Your answer should be every line from the records that contains "this".

Segmentation mask data:
◇ ◇ ◇ ◇ ◇ ◇ ◇

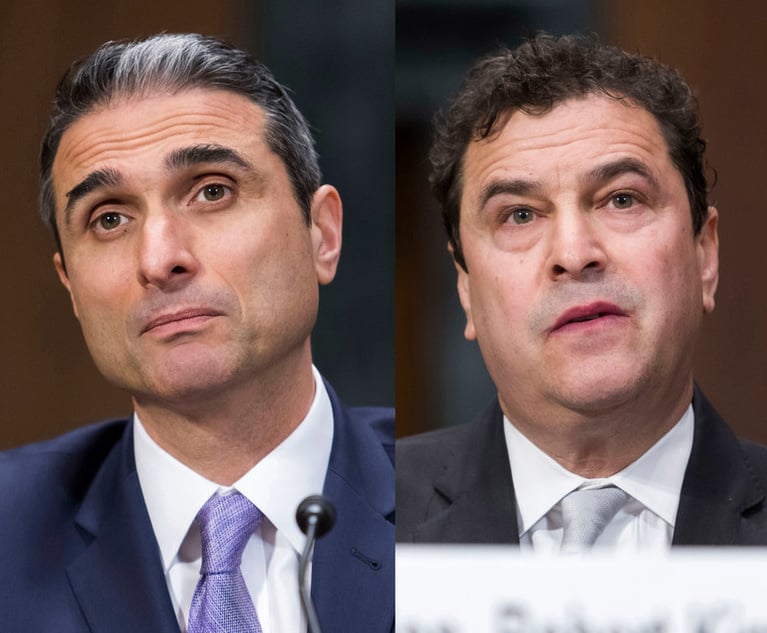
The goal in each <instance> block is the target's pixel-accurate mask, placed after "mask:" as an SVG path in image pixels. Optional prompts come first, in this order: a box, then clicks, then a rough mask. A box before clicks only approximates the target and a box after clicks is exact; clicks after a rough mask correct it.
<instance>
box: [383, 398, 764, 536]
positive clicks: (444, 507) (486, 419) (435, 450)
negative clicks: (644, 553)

◇ ◇ ◇ ◇ ◇ ◇ ◇

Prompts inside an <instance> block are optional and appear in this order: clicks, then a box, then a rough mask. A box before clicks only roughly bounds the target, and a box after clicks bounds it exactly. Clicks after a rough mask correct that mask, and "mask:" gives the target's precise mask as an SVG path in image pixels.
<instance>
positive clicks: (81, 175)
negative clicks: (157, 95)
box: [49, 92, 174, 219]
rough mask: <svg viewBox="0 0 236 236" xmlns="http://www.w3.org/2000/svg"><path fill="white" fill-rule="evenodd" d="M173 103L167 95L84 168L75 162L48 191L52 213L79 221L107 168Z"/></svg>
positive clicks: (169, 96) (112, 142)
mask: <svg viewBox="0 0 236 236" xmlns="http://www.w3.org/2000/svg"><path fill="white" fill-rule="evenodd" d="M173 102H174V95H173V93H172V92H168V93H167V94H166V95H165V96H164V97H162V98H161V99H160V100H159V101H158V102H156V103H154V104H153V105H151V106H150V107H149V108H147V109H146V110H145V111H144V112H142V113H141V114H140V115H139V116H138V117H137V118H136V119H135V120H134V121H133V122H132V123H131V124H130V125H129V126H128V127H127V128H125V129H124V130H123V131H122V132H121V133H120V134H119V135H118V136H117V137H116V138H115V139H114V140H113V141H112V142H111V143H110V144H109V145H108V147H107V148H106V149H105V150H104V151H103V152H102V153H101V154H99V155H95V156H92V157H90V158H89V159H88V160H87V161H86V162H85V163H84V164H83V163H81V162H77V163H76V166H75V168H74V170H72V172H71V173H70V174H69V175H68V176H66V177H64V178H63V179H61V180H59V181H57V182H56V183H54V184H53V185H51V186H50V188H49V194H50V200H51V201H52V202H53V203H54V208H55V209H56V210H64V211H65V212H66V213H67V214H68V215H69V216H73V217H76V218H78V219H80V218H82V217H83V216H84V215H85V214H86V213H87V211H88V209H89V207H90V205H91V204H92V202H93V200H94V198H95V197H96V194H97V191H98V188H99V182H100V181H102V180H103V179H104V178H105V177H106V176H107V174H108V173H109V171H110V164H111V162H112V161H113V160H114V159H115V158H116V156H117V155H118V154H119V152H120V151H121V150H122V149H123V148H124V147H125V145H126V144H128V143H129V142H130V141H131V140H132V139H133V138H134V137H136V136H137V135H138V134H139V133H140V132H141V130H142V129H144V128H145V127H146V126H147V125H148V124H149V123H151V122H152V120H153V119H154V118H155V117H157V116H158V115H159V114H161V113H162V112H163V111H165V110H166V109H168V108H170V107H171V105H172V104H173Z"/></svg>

◇ ◇ ◇ ◇ ◇ ◇ ◇

* _ANSWER BOX_:
The goal in each <instance> block is the target's pixel-accurate mask, placed after "mask:" as an SVG path in image pixels. Optional prompts come first, in this order: a box, then clicks, then a rough mask. A box before clicks only approximates the target and a box after clicks is exact; clicks after a rough mask correct it.
Prompts inside an <instance> block are optional and appear in this order: clicks, then a box, then a rough mask. A box before clicks only roughly bounds the target, and a box after clicks bounds it exactly. Clicks after a rough mask correct that mask, and "mask:" gives the target's precise mask as an SVG path in image pixels.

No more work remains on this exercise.